FRAGMENTO SELECCIONADO:
_ _ _ _ _ _ _

De ahí el error de creer a los partidos y sus luchas un fenómeno exclusivo de las democracias. Por el contrario, existen en cualquier régimen, aunque fuera de las democracias se presentan como camarillas, a veces de carácter familiar y de intereses estrechísimos, y como luchas de camarillas por influir al soberano o al tirano, o hacerse con el control del poder por medio de la intriga u otras vías. Esta situación se da en cualquier régimen, de manera prácticamente necesaria. Parece claro, entonces, que someter los partidos al control público (no siempre se consigue, pero esa es la tendencia y la doctrina democrática), y obligarlos a justificar sus aspiraciones y sus actos bajo el fuego de la crítica, constituye un claro avance con respecto a situaciones cerradas de oscuras pugnas entre camarillas.

La democracia tiene su propia tendencia a la degradación, en forma de demagogia. Pero el triunfo de la demagogia acarrea el fin de la democracia, no es su manifestación típica. En el siglo pasado, la demagogia aunó una curiosa combinación de movilización de masas en pro de objetivos imposibles y bajo la ilusión de disponer de un poder directo para “decidir el propio destino”, la ilusión de una democracia más “auténtica”, “avanzada”, “de nuevo tipo”, “social”, etc. con su manipulación, precisamente, por grupos oscuros y fuera de cualquier control. El resultado fueron las peores dictaduras conocidas en la historia.

Las ideas y medidas políticas son por su propia naturaleza opinables, y ello ocurre inevitablemente en cualquier régimen concebible. Reconocer esto no equivale a afirmar la inexistencia de la verdad: significa solamente que ésta rara vez se presenta de forma indudable y a primera vista, y nunca un grupo o una idea llegan a poseerla de modo absoluto o permanente. De ahí la trascendencia de los mecanismos de formación de la opinión pública, a través de una pluralidad de medios de información y opinión. La discusión libre y la confrontación de posturas permite un acercamiento a la verdad y la eliminación del sofisma, en un proceso interminable, aunque a veces ello ocurra a costa de dolorosas experiencias. Pero la democracia, precisamente, al permitir la corrección, atenúa en principio las dañinas consecuencias de los errores, que en un sistema totalitario o simplemente cerrado terminan fácilmente en catástrofe.

_ _ _ _ _ _ _

Registros del conjunto de datos
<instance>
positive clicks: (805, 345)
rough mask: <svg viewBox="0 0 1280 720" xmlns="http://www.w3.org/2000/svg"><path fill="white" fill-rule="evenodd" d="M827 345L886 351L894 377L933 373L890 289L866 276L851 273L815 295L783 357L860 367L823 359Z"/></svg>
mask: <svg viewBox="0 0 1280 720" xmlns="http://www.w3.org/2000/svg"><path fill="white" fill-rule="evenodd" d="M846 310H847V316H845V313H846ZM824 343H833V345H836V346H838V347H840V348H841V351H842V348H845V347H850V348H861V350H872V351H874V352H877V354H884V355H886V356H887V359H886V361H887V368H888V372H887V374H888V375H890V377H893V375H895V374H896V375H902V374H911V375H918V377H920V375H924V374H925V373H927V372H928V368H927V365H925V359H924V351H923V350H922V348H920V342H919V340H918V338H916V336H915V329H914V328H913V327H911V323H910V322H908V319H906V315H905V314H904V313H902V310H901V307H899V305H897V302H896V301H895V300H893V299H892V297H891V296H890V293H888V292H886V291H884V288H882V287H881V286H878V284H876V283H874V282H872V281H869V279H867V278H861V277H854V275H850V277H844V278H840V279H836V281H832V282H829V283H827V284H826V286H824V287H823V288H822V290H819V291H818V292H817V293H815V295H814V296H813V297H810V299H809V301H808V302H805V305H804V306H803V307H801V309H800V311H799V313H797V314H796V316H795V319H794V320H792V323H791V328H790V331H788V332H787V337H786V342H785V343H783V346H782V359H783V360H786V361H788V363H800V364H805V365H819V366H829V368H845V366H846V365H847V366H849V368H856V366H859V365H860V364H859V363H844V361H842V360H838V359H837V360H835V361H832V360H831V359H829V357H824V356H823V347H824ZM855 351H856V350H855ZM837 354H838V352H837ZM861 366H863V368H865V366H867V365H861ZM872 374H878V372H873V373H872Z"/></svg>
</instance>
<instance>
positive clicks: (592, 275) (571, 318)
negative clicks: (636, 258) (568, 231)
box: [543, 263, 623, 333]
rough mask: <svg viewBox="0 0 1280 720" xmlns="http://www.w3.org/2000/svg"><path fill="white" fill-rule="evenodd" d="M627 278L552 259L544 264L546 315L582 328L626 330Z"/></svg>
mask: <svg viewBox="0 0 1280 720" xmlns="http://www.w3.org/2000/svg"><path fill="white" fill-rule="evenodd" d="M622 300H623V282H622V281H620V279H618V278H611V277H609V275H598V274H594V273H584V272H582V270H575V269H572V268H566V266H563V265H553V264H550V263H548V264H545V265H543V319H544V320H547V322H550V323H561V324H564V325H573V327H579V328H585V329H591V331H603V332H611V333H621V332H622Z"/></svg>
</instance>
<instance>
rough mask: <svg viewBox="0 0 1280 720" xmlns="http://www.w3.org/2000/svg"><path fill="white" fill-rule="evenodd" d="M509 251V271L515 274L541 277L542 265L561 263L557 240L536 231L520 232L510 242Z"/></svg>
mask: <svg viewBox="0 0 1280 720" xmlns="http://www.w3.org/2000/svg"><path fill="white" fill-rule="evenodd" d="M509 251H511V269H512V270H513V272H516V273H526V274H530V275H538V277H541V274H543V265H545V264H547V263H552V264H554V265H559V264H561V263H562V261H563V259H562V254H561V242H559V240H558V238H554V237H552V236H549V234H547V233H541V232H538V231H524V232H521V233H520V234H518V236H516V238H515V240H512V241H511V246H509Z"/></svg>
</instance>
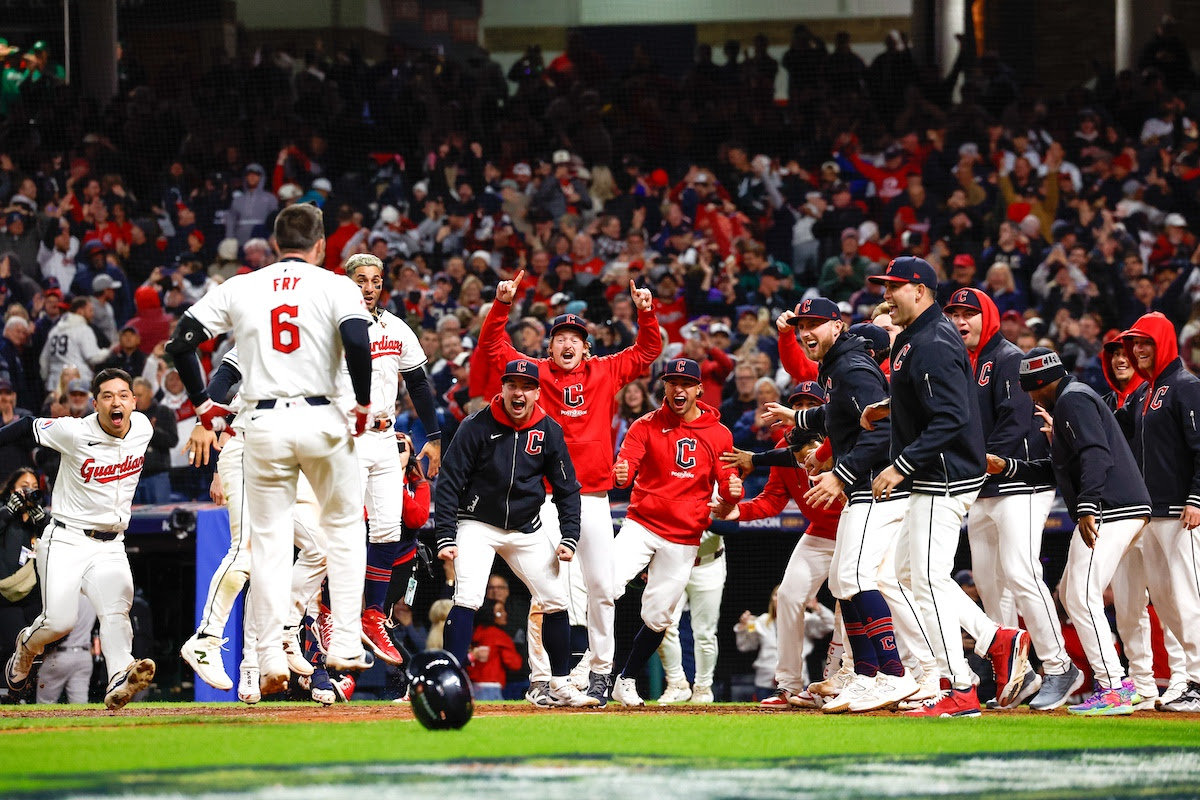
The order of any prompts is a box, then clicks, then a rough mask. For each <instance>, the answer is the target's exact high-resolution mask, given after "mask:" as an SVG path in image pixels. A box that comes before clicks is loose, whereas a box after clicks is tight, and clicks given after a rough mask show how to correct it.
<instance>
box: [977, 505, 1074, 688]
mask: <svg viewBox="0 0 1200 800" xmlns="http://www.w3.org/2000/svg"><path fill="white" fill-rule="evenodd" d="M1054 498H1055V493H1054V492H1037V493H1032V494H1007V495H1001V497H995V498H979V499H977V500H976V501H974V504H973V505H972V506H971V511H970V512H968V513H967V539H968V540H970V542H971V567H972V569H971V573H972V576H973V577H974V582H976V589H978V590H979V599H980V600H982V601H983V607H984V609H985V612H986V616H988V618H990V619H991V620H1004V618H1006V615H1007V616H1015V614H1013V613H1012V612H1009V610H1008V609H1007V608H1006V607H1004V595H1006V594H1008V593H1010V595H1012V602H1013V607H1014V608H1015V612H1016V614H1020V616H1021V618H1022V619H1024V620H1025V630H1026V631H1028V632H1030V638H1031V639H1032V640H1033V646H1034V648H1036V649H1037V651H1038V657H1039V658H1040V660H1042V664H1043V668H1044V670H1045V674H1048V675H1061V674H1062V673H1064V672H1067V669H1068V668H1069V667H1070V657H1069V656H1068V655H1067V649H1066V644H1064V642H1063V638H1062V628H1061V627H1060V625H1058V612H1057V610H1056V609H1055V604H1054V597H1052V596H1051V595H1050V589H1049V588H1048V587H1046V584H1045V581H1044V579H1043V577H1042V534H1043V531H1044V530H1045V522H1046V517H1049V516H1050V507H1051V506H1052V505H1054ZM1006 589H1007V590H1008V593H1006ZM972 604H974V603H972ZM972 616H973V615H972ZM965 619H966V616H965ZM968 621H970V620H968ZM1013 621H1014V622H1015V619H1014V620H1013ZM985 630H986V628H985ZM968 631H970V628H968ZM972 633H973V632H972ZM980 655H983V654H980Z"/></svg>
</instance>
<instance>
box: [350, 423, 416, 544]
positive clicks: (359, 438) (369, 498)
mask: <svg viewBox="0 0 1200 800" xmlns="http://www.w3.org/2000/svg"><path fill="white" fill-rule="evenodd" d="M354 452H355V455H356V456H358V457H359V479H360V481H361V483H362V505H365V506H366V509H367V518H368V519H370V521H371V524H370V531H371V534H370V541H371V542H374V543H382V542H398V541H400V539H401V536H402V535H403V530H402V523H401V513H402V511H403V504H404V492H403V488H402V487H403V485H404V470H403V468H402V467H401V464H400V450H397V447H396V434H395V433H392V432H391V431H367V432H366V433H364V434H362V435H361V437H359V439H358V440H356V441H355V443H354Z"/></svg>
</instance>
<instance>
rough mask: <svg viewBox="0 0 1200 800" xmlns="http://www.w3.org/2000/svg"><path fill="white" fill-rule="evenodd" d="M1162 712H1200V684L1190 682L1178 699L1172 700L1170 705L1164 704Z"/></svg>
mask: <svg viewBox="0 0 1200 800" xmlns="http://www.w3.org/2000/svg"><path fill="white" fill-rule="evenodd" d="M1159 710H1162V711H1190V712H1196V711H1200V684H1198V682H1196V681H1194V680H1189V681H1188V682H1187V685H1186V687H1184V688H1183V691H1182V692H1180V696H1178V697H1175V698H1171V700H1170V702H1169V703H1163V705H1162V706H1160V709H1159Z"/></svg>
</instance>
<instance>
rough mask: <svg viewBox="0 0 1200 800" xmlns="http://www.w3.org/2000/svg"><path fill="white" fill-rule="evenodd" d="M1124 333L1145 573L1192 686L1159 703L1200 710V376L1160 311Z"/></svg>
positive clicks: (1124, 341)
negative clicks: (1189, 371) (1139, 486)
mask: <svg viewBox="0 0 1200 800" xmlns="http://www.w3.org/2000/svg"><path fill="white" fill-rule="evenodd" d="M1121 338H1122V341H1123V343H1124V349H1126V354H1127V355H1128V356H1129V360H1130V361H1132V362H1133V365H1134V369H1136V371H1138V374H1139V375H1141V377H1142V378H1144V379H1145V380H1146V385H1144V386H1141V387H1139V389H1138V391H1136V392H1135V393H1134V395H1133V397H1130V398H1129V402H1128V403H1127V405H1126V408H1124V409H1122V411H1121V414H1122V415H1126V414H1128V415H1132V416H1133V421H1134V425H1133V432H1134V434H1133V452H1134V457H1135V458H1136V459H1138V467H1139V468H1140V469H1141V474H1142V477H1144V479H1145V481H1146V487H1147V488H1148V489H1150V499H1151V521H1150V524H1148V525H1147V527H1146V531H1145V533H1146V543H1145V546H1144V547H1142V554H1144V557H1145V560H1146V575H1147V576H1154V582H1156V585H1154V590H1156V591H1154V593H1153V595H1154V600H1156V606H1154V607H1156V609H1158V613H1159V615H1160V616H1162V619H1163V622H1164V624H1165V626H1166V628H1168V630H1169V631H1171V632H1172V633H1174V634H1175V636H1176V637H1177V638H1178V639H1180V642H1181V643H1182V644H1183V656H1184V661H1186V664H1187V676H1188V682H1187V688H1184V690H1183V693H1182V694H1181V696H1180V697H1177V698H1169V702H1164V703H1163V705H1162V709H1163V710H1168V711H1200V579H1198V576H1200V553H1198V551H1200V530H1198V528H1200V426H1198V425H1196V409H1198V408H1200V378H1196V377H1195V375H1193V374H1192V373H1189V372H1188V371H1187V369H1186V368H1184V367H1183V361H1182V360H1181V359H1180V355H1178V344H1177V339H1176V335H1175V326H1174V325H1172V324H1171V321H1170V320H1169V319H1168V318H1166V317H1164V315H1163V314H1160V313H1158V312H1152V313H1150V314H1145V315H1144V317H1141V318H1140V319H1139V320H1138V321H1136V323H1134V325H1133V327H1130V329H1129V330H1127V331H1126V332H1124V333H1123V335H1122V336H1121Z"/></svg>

_ _ _ _ _ _ _

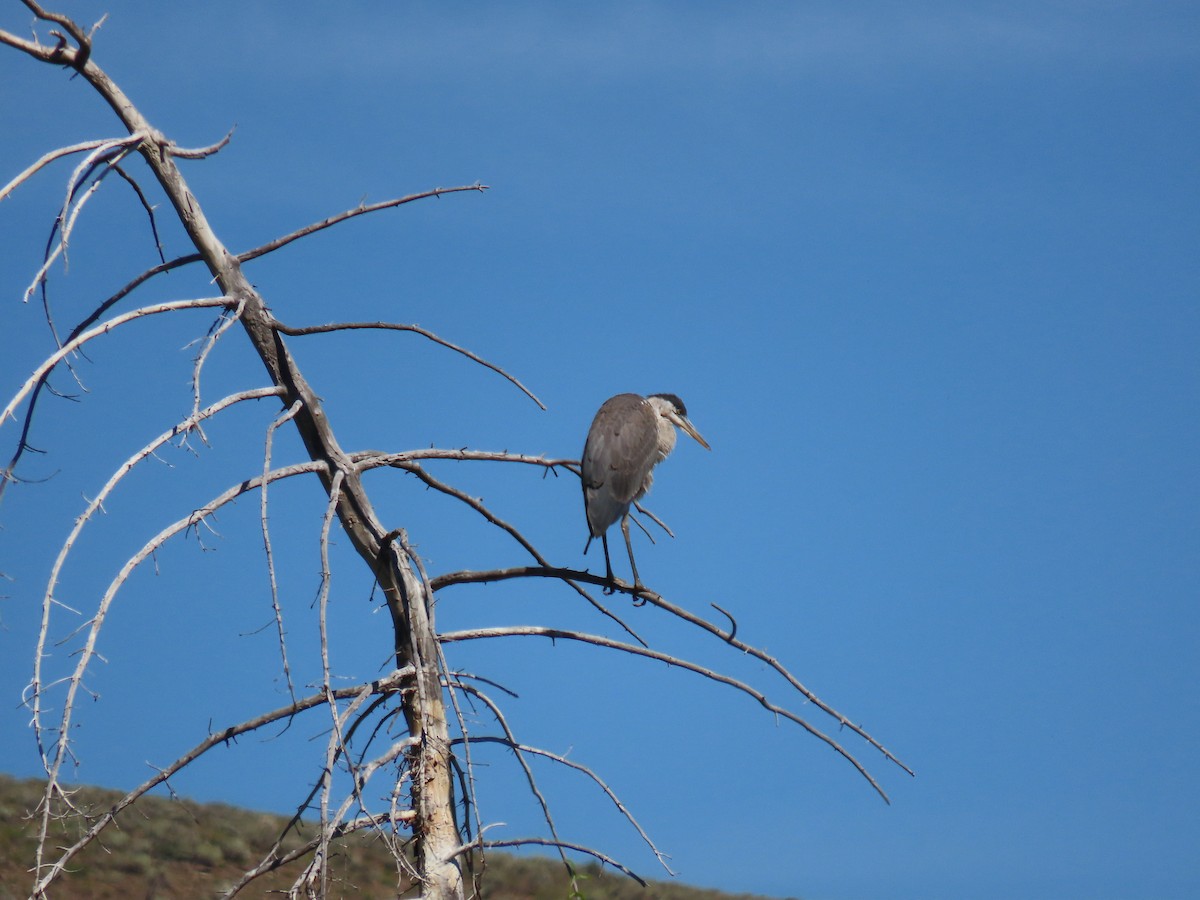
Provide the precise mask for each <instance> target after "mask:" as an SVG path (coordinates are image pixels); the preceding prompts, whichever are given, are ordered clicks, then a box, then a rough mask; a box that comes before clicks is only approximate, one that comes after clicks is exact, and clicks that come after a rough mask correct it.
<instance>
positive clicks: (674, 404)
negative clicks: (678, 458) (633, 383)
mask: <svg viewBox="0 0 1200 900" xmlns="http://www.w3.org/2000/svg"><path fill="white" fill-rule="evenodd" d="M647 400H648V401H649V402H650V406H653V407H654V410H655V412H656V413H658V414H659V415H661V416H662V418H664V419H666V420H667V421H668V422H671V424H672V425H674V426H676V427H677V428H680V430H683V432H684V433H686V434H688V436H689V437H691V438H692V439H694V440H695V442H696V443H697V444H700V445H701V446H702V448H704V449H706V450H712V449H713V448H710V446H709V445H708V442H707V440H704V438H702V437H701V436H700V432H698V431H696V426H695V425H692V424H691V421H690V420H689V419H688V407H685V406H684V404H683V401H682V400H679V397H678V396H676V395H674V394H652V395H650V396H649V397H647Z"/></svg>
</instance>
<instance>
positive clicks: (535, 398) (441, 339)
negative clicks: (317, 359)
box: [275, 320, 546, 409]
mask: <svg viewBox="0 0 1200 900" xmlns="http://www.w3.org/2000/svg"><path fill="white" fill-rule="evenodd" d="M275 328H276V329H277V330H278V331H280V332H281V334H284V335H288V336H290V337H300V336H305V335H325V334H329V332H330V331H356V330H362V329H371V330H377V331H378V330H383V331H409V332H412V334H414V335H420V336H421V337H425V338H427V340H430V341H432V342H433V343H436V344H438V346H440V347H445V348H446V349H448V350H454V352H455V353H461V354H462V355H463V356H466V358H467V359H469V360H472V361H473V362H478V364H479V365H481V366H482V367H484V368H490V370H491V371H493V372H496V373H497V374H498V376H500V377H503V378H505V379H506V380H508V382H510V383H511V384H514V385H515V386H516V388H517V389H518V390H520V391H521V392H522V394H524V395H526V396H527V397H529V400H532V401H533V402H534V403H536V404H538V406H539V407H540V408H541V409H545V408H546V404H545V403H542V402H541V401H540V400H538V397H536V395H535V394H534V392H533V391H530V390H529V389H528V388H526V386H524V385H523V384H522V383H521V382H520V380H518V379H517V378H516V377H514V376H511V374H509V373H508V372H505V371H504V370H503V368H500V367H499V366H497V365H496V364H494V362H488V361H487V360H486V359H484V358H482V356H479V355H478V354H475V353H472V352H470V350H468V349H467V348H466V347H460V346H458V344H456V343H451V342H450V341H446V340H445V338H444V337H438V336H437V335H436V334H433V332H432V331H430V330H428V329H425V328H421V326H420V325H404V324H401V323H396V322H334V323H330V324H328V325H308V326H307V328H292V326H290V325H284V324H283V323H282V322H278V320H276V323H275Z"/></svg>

_ _ _ _ _ _ _

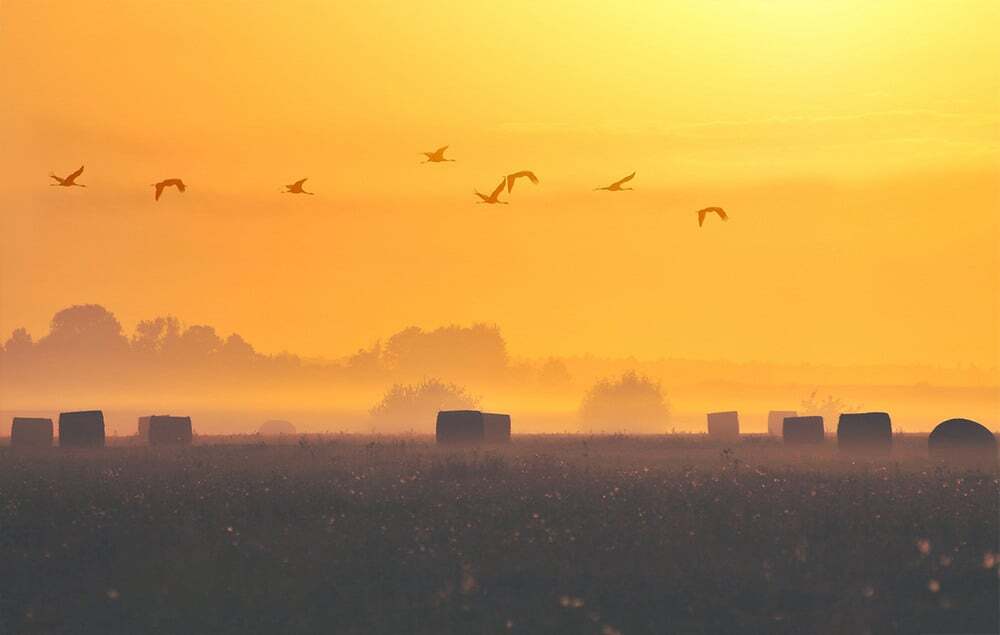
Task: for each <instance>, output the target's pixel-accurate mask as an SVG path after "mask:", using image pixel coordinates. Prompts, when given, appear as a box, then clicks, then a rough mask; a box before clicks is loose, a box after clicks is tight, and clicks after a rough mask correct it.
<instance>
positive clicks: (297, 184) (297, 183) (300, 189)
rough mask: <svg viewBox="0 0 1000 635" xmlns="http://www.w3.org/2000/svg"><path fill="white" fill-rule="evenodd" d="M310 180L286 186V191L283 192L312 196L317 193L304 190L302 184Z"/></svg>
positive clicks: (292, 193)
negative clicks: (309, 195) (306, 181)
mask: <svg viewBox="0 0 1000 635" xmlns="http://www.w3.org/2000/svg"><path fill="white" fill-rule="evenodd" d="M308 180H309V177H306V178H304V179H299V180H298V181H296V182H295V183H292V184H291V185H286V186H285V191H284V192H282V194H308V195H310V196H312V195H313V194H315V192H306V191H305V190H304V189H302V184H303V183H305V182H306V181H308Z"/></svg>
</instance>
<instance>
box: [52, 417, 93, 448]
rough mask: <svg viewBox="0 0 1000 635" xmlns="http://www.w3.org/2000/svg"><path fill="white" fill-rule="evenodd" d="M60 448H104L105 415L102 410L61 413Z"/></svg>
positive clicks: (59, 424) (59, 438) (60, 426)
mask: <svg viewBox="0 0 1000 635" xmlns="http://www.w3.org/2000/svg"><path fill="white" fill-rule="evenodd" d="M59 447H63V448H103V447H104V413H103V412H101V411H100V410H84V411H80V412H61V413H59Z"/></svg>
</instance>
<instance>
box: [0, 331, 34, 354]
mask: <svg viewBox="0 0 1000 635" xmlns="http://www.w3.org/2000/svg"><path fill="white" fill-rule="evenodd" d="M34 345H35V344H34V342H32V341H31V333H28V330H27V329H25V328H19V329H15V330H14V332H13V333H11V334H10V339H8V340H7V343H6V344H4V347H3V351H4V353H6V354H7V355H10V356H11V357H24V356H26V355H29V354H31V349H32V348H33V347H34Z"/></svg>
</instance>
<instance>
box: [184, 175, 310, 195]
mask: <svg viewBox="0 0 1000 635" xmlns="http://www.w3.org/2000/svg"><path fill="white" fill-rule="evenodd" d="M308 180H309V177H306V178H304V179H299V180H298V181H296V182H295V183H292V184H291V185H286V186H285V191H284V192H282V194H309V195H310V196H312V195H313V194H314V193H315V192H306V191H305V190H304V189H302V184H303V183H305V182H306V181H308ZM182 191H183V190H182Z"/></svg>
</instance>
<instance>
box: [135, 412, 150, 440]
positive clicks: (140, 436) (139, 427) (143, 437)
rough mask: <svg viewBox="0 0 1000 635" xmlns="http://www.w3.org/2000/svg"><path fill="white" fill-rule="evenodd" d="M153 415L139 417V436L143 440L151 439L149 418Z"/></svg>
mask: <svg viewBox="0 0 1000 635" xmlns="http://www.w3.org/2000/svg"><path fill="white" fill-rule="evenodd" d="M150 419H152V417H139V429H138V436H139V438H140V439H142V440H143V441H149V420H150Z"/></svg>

_ _ _ _ _ _ _

CONSIGNAS DE TRABAJO:
(1) Responde estas preguntas sobre el texto acerca de la democracia:
(a) ¿Cómo se presentan los partidos fuera de las democracias?
(b) ¿Qué forma adopta la tendencia propia de la democracia a la degradación?
(c) ¿Qué permiten la discusión libre y la confrontación de posturas?
(2) Retoma el texto sobre la democracia y continúalo a partir de su última oración.
Los registros no intervienen en este ejercicio.

RESPUESTAS DEL EJERCICIO:
(1)
(a) Como camarillas, a veces de carácter familiar y de intereses estrechísimos.
(b) La forma de demagogia.
(c) Un acercamiento a la verdad y la eliminación del sofisma.

(2)
Estas cosas parecen elementales y se han dicho muchas veces, pero conviene repetirlas de vez en cuando. Algunas personas aducen que ya vemos cómo en estos últimos años la demagogia y la falsificación de la historia se han impuesto con fuerza extraordinaria en España, han dado lugar a un predominio peligroso de, por ejemplo, los nacionalismos balcanizantes en algunas regiones, o a posturas dañinas para la libertad en el conjunto de España. Cierto, pero también observamos cómo esos hechos se deben tanto a la manipulación de la opinión pública como al desfallecimiento o falta de energía o de acierto que han manifestado durante muchos años quienes defendían posiciones más razonables y libres. Durante veinte años los nacionalistas o los socialistas han tenido vía casi totalmente libre para difundir su propaganda y combinar el victimismo, destinado a desarmar al adversario, con la imposición de sus programas abusando del poder —cosa muy propia de ellos—, mientras las voces discrepantes eran acalladas, a veces por los mismos que, en principio, debieran apoyarlas, como ha ocurrido sobre todo en Cataluña, o en el campo cultural en el conjunto del país.

No obstante, mientras permanezcan las libertades, la reacción es posible, como también estamos viendo, y si alguien que ve o dice ver el peligro, no actúa en consecuencia con suficiente empeño, tampoco podrá quejarse del triunfo de la demagogia ni acusar a la democracia de traicionar la verdad.